Problem requirements
Starting with the line that contains "Please identify the soup surface", copy out each line through the end of the entries below, exactly as written, and nothing else.

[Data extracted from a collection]
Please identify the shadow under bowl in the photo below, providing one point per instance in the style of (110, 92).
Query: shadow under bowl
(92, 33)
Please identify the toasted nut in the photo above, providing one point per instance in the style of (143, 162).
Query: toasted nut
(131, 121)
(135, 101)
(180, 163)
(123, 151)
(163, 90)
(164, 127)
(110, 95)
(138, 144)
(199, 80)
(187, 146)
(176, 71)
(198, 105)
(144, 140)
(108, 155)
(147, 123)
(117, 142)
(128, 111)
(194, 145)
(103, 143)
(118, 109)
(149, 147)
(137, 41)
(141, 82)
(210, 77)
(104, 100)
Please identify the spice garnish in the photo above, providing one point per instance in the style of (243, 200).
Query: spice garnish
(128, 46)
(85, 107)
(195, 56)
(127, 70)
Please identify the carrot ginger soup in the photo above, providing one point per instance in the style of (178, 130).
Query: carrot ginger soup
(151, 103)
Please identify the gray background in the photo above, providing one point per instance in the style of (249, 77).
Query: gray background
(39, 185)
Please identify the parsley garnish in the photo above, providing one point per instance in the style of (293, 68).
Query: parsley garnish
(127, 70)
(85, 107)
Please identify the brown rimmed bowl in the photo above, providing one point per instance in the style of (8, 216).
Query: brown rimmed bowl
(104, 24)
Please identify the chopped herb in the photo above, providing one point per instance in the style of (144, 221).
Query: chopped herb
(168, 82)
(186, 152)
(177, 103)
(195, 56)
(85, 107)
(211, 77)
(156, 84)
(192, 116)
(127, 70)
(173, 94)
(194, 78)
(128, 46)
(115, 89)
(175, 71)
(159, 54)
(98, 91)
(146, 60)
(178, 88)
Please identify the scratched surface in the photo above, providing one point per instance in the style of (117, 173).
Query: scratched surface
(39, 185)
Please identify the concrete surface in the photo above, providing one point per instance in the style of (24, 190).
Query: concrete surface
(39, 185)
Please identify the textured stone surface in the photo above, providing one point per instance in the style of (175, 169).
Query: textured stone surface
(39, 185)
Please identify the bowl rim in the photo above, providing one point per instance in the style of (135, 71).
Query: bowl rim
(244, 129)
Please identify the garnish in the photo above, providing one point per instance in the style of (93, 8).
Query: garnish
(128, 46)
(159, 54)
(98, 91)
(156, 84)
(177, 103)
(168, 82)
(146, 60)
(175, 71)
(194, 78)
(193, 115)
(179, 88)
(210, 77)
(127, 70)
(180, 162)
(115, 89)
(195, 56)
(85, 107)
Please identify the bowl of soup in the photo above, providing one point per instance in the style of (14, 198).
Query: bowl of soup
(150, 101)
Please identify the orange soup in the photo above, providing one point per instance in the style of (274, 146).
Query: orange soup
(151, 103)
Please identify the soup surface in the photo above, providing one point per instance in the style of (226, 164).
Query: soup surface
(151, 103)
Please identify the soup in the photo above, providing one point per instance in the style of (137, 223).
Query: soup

Task result
Please identify the soup surface in the photo above, providing one point per instance in the style of (226, 164).
Query: soup surface
(151, 103)
Please identify the soup in the photo above, providing one point per instance in the style of (137, 223).
Query: soup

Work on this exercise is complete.